(Entradas de una fuente de datos)

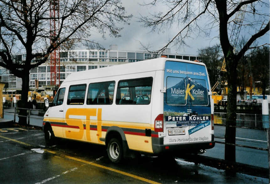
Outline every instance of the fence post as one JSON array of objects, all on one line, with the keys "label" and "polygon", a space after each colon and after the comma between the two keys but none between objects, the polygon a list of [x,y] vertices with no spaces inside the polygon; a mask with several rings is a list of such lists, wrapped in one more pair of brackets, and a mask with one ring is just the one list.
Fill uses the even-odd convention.
[{"label": "fence post", "polygon": [[30,113],[31,112],[31,110],[30,109],[28,109],[28,125],[30,125]]},{"label": "fence post", "polygon": [[14,108],[14,119],[13,120],[13,123],[16,123],[16,112],[17,111],[17,108],[15,107]]},{"label": "fence post", "polygon": [[257,128],[257,114],[255,114],[255,128]]}]

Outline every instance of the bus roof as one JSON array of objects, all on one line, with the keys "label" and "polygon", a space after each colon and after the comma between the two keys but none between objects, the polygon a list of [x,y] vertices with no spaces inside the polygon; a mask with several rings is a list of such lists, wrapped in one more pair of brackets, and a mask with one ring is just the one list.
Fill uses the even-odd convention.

> _Tarea pendiente_
Devuelve cada línea de las entradas en la que aparezca la palabra "fence".

> _Respuesta completa_
Outline every instance of the fence post as one JSON array of objects, all on one line, with the keys "label" and "polygon", a space after each colon and after the comma between the two keys but none between objects, the polygon a list of [x,y] vertices with no spaces inside the polygon; a mask with several rings is a list of such lists, wrapped in one more pair of brackets, and a mask with one ring is just the one list.
[{"label": "fence post", "polygon": [[30,113],[31,112],[31,110],[30,109],[28,109],[28,125],[30,125]]},{"label": "fence post", "polygon": [[14,108],[14,119],[13,120],[13,123],[16,123],[16,112],[17,111],[17,108],[15,107]]},{"label": "fence post", "polygon": [[257,128],[257,114],[255,114],[255,128]]}]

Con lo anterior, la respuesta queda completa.